### Materials provided:
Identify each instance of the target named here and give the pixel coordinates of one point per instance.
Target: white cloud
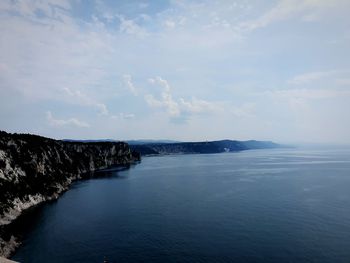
(311, 77)
(124, 116)
(80, 98)
(129, 84)
(176, 108)
(69, 122)
(307, 10)
(129, 26)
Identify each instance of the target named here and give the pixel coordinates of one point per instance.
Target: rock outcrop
(34, 169)
(202, 147)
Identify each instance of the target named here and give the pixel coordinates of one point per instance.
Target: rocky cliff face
(34, 169)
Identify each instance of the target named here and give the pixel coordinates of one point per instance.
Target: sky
(180, 69)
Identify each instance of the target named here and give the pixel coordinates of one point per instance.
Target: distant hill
(143, 142)
(201, 147)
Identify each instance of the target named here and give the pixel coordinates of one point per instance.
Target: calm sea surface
(287, 205)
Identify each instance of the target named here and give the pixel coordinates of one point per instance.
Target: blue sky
(184, 70)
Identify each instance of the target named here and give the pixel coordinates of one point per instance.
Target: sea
(275, 205)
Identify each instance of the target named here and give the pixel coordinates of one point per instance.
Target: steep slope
(34, 169)
(202, 147)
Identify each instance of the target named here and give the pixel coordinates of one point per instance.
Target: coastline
(35, 169)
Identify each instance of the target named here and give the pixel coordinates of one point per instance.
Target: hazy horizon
(182, 70)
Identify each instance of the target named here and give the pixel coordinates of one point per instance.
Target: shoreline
(9, 241)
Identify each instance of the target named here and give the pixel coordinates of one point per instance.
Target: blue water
(286, 205)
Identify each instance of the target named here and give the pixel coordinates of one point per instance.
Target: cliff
(35, 169)
(202, 147)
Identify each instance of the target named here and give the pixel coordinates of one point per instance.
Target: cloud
(130, 26)
(82, 99)
(124, 116)
(129, 84)
(307, 10)
(72, 122)
(180, 107)
(311, 77)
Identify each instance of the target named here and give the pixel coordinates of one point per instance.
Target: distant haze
(180, 70)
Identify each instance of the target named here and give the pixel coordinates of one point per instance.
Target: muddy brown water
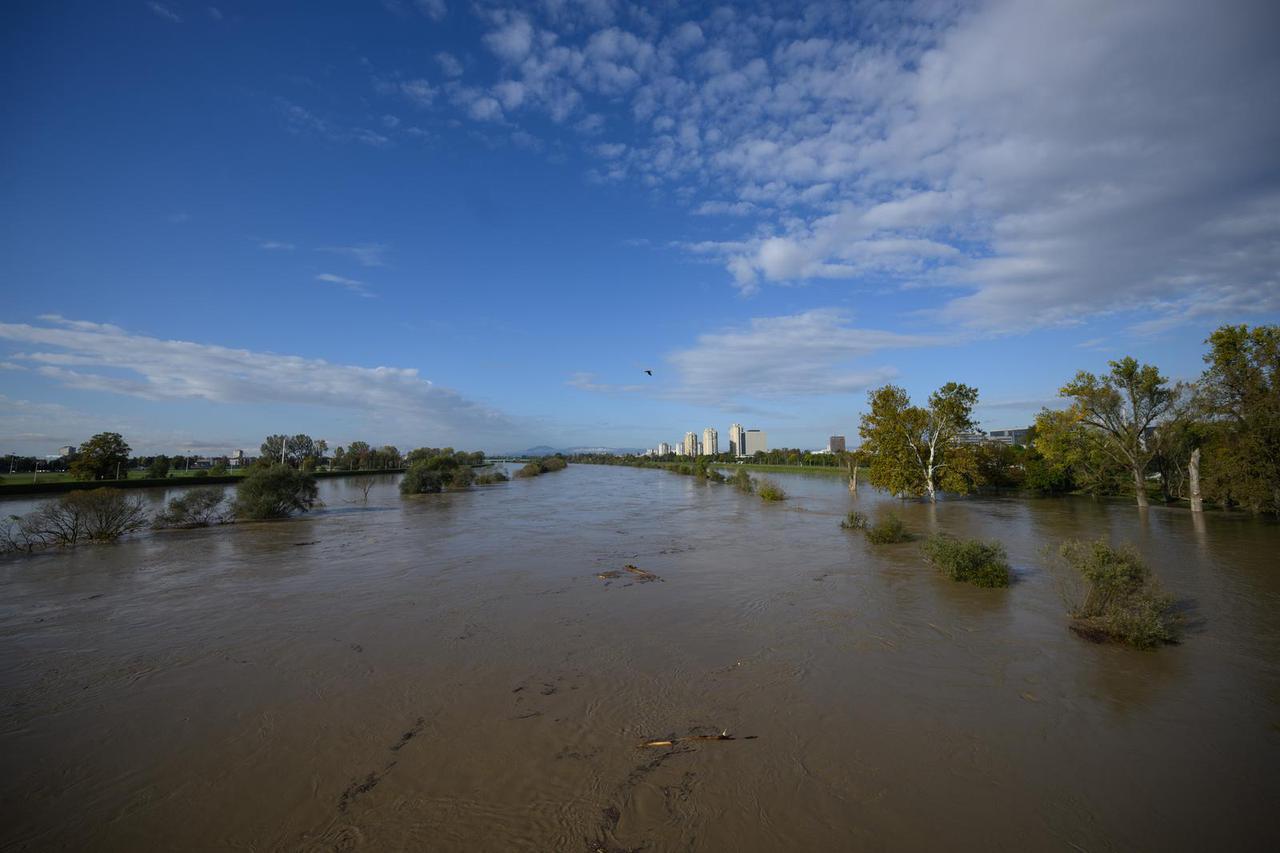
(449, 673)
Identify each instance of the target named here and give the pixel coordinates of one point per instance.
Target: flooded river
(449, 673)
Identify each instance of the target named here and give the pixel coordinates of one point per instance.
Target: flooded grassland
(481, 670)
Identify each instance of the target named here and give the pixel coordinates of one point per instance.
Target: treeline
(1127, 432)
(108, 514)
(434, 469)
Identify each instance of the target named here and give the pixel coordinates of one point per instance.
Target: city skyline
(389, 224)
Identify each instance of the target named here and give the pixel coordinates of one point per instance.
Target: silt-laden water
(449, 673)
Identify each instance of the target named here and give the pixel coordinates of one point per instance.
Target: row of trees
(1130, 429)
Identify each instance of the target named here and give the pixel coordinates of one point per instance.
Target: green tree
(914, 450)
(1120, 406)
(1072, 456)
(103, 457)
(1240, 388)
(274, 492)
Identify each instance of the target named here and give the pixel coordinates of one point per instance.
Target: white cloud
(364, 254)
(1041, 162)
(800, 355)
(812, 354)
(449, 64)
(161, 10)
(419, 91)
(433, 9)
(512, 40)
(350, 283)
(104, 357)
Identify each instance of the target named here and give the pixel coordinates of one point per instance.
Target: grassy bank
(21, 484)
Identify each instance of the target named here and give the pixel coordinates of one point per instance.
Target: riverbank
(178, 480)
(304, 661)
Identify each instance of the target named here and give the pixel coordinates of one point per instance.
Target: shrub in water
(982, 564)
(1111, 596)
(195, 509)
(421, 478)
(94, 515)
(854, 521)
(531, 469)
(274, 492)
(888, 530)
(460, 478)
(769, 491)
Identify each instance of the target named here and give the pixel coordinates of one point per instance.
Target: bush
(1111, 596)
(95, 515)
(531, 469)
(854, 521)
(769, 491)
(196, 509)
(982, 564)
(274, 492)
(552, 464)
(460, 478)
(421, 478)
(888, 530)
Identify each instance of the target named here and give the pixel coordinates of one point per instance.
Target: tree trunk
(1193, 473)
(1139, 483)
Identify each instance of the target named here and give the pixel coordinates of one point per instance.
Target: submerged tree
(914, 450)
(1240, 389)
(274, 492)
(1120, 406)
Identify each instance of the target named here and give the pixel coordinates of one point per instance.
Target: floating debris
(641, 575)
(673, 740)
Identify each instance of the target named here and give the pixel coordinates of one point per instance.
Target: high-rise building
(711, 442)
(736, 441)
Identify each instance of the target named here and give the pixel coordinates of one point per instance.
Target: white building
(711, 442)
(736, 441)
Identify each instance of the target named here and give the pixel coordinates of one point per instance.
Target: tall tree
(101, 457)
(1240, 388)
(1121, 406)
(914, 450)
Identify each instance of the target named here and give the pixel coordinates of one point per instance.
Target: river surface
(448, 673)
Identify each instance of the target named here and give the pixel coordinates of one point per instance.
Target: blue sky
(476, 224)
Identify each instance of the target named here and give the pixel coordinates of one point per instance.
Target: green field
(138, 474)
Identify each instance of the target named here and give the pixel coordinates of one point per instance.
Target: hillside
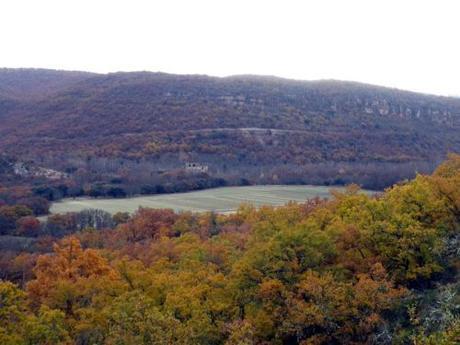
(263, 129)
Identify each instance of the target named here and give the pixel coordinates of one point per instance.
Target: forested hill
(230, 123)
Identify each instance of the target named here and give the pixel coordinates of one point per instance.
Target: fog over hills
(265, 129)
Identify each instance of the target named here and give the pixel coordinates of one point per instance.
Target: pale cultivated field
(225, 199)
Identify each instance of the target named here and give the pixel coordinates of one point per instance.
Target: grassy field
(225, 199)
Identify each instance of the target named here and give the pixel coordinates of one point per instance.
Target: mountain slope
(236, 123)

### Description of the task:
An exact copy of the listing above is to be set down, with no pictures in it.

### Result below:
Identify each instance of the target named here and give the pixel coordinates of one point per instance.
Target: white cloud
(311, 77)
(124, 116)
(80, 98)
(129, 84)
(176, 108)
(69, 122)
(307, 10)
(129, 26)
Identify each instance of the target named here and give the pixel coordinates of one point per instance.
Target: rock outcrop
(34, 169)
(202, 147)
Identify each instance of the target named here and give the pixel coordinates of one point per instance.
Target: rocky cliff face
(34, 169)
Identify each instance of the target named here and give the pixel coordinates of one point per instance.
Target: sky
(180, 69)
Identify each instance of the target named here and give the pixel coordinates of one point per instance.
Target: distant hill
(143, 142)
(201, 147)
Identify each instance of the target named here and give the pixel coordinates of one point per instance.
Target: calm sea surface
(287, 205)
Identify each instance of the target named here and give the pixel coordinates of one point per instance.
Target: blue sky
(184, 70)
Identify each instance of the target named here and give the pixel coordinates of one point per instance.
Target: sea
(275, 205)
Identify each instance of the target named here and give the pixel coordinates of one point per instance.
Target: steep slope
(34, 169)
(202, 147)
Identify each instance of the target named here and give the pixel coordinates of one point per instance.
Target: coastline
(35, 169)
Identify each instance of the target named here and give the pixel coordinates of one point per instance.
Target: hazy horizon
(182, 70)
Identify each instance of the target named here and give the pixel coordinates of one point per instance.
Target: shoreline
(9, 241)
Identify each instance of the target named here and give the pixel coordinates of one point per instance.
Target: blue water
(286, 205)
Identify each instance of the target named here and give the pixel coordinates of one point per instance.
Target: cliff
(35, 169)
(202, 147)
Identify each instance of the target named here and give the pixel coordinates of one point per instance.
Target: cloud
(130, 26)
(82, 99)
(124, 116)
(129, 84)
(307, 10)
(72, 122)
(180, 107)
(311, 77)
Identify each instance of the target named here and give the pixel coordinates of one point per instance.
Target: distant haze
(180, 70)
Identify each instance of the target named here and give the pixel coordinates of one point per instance.
Target: muddy brown water
(449, 673)
Identify each instance of the target named here and give the pixel coordinates of one point per instance.
Target: flooded river
(449, 673)
Identify each instance of the target named here and give the pixel coordinates of one point per instance.
Target: flooded grassland
(481, 670)
Identify each instance of the target named here and give the pixel coordinates of one point per instance.
Target: treeline
(1127, 432)
(108, 514)
(434, 469)
Identify each instance of the target named here and give the pixel coordinates of one point per instance.
Target: city skyline
(389, 224)
Identify each instance of the target named here and give the pixel coordinates of one point per instance.
Target: silt-laden water
(449, 673)
Identify each instance of the target named here and give the pixel coordinates of one point per instance.
Target: row of trees
(1130, 429)
Identify each instance of the target named here and give the pixel coordinates of one point per instance.
Target: green tree
(914, 450)
(1120, 406)
(1072, 456)
(103, 457)
(1240, 388)
(274, 492)
Identify each instance of the target named here and give the pixel coordinates of one point per instance.
Target: white cloud
(364, 254)
(1041, 162)
(800, 355)
(812, 354)
(449, 64)
(161, 10)
(419, 91)
(433, 9)
(512, 40)
(350, 283)
(104, 357)
Identify each instance of the target named here and give the pixel coordinates of one point per instance.
Target: grassy bank
(21, 484)
Identify each instance of the target named here and give the pixel coordinates of one point per instance.
Target: riverbank
(178, 480)
(304, 661)
Identify each instance of the target named here and give the pixel coordinates of one point per instance.
Target: shrub in water
(982, 564)
(1111, 596)
(195, 509)
(421, 478)
(94, 515)
(854, 521)
(531, 469)
(274, 492)
(888, 530)
(460, 478)
(769, 491)
Identify each instance of the target named here and give the pixel coordinates of one point per instance.
Target: bush
(1111, 596)
(95, 515)
(531, 469)
(854, 521)
(769, 491)
(196, 509)
(982, 564)
(274, 492)
(552, 464)
(460, 478)
(421, 478)
(888, 530)
Identify each instance of the target named here and give the pixel coordinates of one point per instance.
Target: tree trunk
(1193, 473)
(1139, 483)
Identify each instance of the target named here and give the pixel coordinates of one point per instance.
Target: submerged tree
(914, 450)
(1240, 389)
(274, 492)
(1120, 406)
Identify each instance of the target named here and give the pixel coordinates of one point per instance.
Target: floating debris
(641, 575)
(673, 740)
Identify each instance of the target named here and give the pixel coordinates of one point per instance.
Target: high-rise building
(711, 442)
(736, 441)
Identify each instance of the target named here and give the pixel coordinates of one point per instance.
Target: white building
(711, 442)
(736, 441)
Identify each instance of the target named here and give the pixel coordinates of one point per instance.
Target: tall tree
(101, 457)
(1240, 388)
(1121, 406)
(914, 450)
Identify each instance of the target named here and give the pixel coordinates of one point per instance.
Target: river surface
(448, 673)
Identify each instance of the target named here and give the pixel coordinates of one point per instance.
Target: blue sky
(476, 224)
Identify each instance of the target named here and give the pixel coordinates of one point per instance.
Target: green field
(138, 474)
Identify each instance of the target named here and give the pixel coordinates of one point per instance.
Target: hillside
(263, 129)
Identify each instance of the target named here and give the pixel coordinates of one point per instance.
Target: forested hill
(230, 123)
Identify each instance of the target named here and give the pixel coordinates of one point per instance.
Target: fog over hills
(265, 129)
Identify each instance of the target named here and give the pixel coordinates of one point per instance.
Target: pale cultivated field
(225, 199)
Identify each instance of the target named here and give the pixel coordinates of one point per instance.
Target: grassy field
(225, 199)
Identify each instance of the target named here and give the pixel coordinates of one point per instance.
Target: mountain slope
(236, 123)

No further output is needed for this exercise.